### Task
Find the line that contains "locate: orange spiny". Then set down that line and all the lines after it, to the end of the records, exactly and with nothing added.
Begin
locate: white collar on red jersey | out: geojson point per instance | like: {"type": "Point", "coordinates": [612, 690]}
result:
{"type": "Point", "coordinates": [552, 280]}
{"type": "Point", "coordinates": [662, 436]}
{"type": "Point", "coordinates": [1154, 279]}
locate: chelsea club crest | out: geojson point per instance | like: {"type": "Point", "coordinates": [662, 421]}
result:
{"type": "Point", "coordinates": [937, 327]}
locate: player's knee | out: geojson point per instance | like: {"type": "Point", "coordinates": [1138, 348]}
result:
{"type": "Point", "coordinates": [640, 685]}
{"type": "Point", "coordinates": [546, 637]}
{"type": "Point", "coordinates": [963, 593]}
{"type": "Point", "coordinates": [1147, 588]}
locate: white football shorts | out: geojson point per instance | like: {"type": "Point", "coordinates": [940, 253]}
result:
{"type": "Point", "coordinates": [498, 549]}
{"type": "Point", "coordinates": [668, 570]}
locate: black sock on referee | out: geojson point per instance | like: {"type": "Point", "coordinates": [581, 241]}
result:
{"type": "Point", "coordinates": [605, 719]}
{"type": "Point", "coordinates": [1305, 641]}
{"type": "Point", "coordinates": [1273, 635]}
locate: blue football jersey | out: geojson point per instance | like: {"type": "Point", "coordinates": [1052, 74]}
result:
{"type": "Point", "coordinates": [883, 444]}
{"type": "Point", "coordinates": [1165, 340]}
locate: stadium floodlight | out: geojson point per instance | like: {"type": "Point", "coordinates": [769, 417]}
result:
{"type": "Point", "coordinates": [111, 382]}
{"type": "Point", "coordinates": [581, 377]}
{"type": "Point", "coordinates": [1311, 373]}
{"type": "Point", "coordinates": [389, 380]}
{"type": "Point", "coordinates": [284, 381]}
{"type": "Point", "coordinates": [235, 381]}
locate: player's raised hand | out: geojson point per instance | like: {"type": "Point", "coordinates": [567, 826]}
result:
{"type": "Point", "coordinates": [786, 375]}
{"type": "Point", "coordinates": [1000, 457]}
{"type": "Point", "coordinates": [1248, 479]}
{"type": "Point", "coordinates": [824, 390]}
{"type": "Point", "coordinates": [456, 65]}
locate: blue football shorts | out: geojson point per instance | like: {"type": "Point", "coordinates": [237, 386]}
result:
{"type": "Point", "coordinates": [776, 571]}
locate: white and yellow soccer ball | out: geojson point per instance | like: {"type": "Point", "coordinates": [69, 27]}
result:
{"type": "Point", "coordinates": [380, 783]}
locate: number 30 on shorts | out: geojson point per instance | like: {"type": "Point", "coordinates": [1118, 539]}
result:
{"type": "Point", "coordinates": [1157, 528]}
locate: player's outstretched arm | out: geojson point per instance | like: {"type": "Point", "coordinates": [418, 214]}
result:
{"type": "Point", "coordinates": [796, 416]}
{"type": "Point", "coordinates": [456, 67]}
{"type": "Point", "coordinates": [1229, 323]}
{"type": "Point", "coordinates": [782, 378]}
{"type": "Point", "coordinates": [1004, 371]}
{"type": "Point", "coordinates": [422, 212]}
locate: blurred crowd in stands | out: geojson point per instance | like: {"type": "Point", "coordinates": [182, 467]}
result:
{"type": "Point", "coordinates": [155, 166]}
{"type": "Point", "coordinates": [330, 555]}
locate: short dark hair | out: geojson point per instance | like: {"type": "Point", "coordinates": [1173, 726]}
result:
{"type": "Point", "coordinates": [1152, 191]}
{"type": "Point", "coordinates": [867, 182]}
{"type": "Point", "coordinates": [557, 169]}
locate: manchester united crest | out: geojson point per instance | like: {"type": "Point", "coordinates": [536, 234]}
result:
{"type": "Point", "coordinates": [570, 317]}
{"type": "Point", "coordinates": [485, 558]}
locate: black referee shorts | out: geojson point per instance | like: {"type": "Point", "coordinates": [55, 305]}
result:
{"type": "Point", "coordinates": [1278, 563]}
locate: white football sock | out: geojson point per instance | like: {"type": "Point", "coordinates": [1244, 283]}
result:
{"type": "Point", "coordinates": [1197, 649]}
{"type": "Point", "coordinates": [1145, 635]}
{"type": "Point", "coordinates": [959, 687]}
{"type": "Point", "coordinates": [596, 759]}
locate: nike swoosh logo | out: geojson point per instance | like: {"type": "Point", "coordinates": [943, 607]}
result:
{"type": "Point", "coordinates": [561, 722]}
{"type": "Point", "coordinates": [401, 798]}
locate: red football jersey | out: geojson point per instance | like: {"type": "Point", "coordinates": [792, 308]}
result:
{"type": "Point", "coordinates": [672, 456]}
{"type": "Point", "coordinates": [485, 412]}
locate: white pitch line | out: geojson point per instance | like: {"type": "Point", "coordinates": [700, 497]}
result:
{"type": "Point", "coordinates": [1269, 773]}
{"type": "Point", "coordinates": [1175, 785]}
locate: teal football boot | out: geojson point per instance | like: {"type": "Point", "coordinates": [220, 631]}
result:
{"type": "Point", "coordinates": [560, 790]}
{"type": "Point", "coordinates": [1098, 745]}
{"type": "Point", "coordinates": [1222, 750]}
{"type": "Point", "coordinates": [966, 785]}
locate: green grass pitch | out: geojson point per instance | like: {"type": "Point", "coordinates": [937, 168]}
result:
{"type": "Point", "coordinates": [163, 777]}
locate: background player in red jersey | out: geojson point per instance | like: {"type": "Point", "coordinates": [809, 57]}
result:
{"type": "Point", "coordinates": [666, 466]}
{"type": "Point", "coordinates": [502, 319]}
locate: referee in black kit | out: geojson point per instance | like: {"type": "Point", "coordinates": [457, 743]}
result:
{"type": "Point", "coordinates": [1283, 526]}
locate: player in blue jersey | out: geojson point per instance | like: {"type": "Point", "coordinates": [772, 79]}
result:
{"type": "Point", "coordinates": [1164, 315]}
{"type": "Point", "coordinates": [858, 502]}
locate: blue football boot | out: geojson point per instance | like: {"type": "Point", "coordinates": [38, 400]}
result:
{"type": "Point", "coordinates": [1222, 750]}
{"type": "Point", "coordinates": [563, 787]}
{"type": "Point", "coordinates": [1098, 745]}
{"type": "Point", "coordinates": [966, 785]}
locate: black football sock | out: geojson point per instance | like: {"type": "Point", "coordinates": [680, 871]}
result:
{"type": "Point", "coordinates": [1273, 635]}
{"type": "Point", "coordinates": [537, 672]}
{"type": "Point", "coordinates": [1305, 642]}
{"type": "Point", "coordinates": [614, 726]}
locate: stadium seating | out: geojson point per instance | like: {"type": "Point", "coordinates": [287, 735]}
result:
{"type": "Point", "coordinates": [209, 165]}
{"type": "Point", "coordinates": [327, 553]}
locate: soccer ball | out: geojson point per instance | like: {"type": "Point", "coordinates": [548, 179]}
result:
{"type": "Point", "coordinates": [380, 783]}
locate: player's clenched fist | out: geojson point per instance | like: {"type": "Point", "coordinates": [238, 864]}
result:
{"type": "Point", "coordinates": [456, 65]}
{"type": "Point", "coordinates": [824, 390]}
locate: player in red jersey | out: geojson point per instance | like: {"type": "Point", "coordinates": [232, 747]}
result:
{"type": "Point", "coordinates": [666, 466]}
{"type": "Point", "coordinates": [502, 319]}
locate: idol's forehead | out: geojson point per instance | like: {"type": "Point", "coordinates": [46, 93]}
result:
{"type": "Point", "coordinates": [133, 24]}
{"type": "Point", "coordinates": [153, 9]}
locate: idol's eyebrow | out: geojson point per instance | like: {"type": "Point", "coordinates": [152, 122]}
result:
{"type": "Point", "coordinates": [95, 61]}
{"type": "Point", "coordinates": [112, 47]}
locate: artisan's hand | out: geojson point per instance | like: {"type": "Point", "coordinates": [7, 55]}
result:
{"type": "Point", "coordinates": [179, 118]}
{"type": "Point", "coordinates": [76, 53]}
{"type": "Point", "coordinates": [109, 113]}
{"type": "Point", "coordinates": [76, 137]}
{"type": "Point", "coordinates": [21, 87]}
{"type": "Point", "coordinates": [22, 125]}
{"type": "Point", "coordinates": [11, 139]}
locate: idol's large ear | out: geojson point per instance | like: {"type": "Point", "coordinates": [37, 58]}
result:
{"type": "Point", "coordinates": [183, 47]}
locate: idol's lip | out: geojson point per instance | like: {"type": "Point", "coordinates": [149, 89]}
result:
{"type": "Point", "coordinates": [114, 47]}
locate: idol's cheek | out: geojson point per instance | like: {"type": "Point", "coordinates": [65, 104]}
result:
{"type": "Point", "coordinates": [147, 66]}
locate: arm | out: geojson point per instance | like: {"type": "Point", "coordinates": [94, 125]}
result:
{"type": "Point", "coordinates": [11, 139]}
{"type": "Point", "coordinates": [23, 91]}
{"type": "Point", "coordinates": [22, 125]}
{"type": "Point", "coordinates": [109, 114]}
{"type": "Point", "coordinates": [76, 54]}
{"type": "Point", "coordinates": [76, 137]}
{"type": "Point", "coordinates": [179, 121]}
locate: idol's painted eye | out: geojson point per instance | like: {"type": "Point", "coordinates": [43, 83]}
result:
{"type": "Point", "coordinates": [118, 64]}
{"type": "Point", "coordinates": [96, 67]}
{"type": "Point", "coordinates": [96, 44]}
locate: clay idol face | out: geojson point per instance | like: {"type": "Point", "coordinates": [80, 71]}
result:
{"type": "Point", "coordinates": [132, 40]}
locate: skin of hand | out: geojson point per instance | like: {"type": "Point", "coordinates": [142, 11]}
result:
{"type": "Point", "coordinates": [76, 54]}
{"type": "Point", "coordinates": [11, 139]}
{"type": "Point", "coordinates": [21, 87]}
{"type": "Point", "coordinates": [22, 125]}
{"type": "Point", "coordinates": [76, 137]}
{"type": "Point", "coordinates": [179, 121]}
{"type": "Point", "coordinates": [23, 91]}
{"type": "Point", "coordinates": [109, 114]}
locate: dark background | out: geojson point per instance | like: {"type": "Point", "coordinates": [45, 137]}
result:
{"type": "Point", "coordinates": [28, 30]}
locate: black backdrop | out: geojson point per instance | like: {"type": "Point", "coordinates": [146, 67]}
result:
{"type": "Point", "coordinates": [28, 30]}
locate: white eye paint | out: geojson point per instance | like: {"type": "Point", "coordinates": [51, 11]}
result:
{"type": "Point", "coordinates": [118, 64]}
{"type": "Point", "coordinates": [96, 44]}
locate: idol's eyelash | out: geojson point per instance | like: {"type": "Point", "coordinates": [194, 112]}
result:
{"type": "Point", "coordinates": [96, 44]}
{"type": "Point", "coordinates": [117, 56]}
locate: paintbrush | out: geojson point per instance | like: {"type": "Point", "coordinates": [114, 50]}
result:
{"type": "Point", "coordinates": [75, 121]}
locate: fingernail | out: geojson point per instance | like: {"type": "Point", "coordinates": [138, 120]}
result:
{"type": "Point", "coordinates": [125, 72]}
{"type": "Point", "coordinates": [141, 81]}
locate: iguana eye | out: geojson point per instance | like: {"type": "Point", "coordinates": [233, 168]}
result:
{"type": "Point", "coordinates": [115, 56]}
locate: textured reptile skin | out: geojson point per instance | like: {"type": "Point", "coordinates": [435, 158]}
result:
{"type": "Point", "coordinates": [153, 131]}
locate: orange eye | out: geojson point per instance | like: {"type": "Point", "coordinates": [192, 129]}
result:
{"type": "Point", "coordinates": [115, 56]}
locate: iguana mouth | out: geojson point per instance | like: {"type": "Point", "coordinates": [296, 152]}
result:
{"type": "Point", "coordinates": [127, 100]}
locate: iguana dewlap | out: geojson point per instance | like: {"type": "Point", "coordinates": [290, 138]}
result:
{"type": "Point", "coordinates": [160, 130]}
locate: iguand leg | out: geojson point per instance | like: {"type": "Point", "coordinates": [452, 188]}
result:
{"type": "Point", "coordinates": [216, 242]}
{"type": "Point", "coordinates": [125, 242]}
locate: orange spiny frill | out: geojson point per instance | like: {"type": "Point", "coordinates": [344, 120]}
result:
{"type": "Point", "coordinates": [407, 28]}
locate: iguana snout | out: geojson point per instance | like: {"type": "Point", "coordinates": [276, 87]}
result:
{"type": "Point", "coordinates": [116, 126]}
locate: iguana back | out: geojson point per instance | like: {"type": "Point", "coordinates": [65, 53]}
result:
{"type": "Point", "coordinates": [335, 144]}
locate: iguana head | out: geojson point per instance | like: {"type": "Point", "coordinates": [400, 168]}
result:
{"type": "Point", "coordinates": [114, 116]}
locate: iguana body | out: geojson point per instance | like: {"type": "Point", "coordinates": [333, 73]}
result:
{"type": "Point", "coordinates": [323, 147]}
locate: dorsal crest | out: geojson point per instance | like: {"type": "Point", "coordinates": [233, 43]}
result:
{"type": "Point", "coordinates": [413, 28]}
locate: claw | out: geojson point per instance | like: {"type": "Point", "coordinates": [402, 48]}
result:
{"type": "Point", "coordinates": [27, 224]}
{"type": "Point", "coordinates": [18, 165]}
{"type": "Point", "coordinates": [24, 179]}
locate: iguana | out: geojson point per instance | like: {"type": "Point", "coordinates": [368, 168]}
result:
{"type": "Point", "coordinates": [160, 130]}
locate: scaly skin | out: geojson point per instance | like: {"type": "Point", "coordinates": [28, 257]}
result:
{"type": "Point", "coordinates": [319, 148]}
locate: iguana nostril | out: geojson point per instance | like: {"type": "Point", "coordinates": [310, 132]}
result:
End
### Reply to the task
locate: orange spiny frill | out: geojson point per instance | like: {"type": "Point", "coordinates": [344, 120]}
result:
{"type": "Point", "coordinates": [407, 28]}
locate: iguana snout | out: geojson point per instance | like: {"type": "Point", "coordinates": [276, 87]}
result:
{"type": "Point", "coordinates": [116, 126]}
locate: iguana back | out: geojson point per instance | like: {"type": "Point", "coordinates": [65, 53]}
result:
{"type": "Point", "coordinates": [335, 144]}
locate: iguana head | out: geojson point per instance | like: {"type": "Point", "coordinates": [400, 168]}
result:
{"type": "Point", "coordinates": [114, 116]}
locate: iguana body | out: geojson point per instance | like: {"type": "Point", "coordinates": [333, 73]}
result:
{"type": "Point", "coordinates": [323, 147]}
locate: dorsal crest | out: geojson point per instance | like: {"type": "Point", "coordinates": [233, 43]}
result:
{"type": "Point", "coordinates": [413, 28]}
locate: claw | out: geojson point per instance | like: {"type": "Point", "coordinates": [402, 48]}
result:
{"type": "Point", "coordinates": [27, 224]}
{"type": "Point", "coordinates": [18, 165]}
{"type": "Point", "coordinates": [24, 179]}
locate: iguana | out: geojson point per instance | like: {"type": "Point", "coordinates": [368, 168]}
result:
{"type": "Point", "coordinates": [160, 130]}
locate: scaly skin | out: geojson point per instance | like: {"type": "Point", "coordinates": [28, 257]}
result:
{"type": "Point", "coordinates": [319, 148]}
locate: iguana nostril | out: geojson point per instance | like: {"type": "Point", "coordinates": [310, 132]}
result:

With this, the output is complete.